Article:
<<<<

Experimenting with Robin Hood hashing

8 points by dryya

cpurdy

I don't mean to imitate an engineer, but there are a number of problems with this example:

It uses a fixed-size hash map. The number one way to avoid collisions is to have the ability to keep the bucket count significantly higher than the entry count.
The EntryT does not include the hash code. The fastest way to prove inequality is to be able to compare hash codes.
Linked entries is one possibility, but highly cache inefficient. A far better answer is a 3-way entry data structure: single value (including the entry-absent condition), bag of entries sharing a single hash code, and binary tree of hash code to entry. These data structures are only rarely allocated in real world usage, except when dealing with purposeful hash attacks, but they are extremely good at dealing with hash attacks. In C (or C++) you build a length-encoded struct for these, so in all but the worst test cases the entire struct fits in a cache line with no additional pointer chasing. Something like this, whipped up from memory:

    struct Entry {
        union Storage {
            SingleEntry single;
            EntryTree* tree;
            EntryList* list;
        }
        uint8_t tag; // single entry vs tree vs list
    }
    struct SingleEntry {
        uint64_t hash;
        ValueT value;
    }
    struct EntryTree {
        uint16_t count;
        Entry entry; // array; each is single or list (begins with uint64_t hash)

>>>>

Information provided:
<<<<

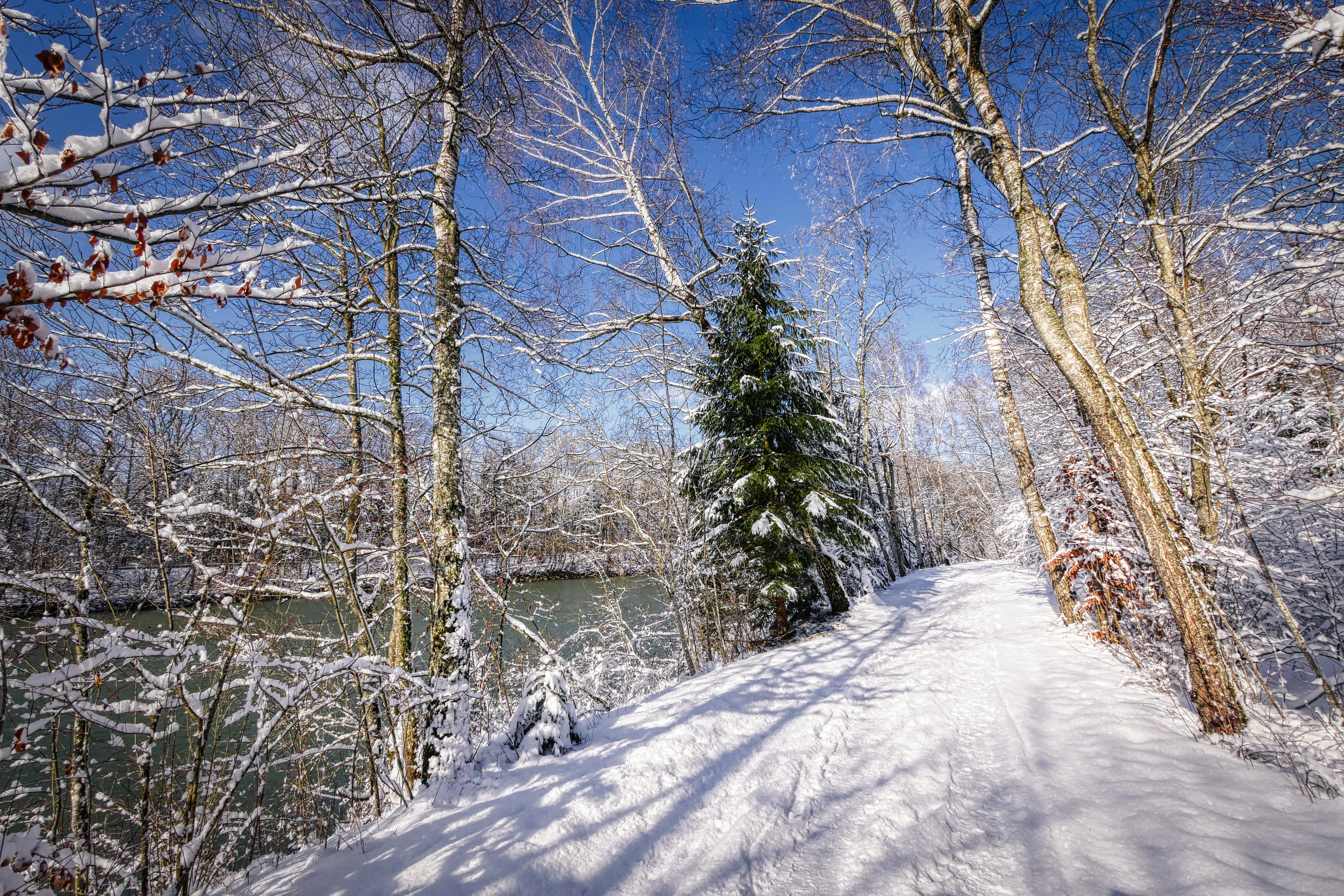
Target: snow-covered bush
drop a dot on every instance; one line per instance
(546, 722)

>>>>

Directive 1:
Answer these questions using the Robin Hood hashing thread.
(a) What does the commenter call the number one way to avoid collisions?
(b) According to the thread, what is the fastest way to prove inequality?
(c) What type is the count field declared with in the EntryTree struct?
Directive 2: Reproduce word for word the part of the Robin Hood hashing thread that begins with the words containing "8 points by" and ends with "the entry count.".

Worked answer 1:
(a) Keeping the bucket count significantly higher than the entry count.
(b) Comparing hash codes.
(c) uint16_t.

Worked answer 2:
8 points by dryya

cpurdy

I don't mean to imitate an engineer, but there are a number of problems with this example:

It uses a fixed-size hash map. The number one way to avoid collisions is to have the ability to keep the bucket count significantly higher than the entry count.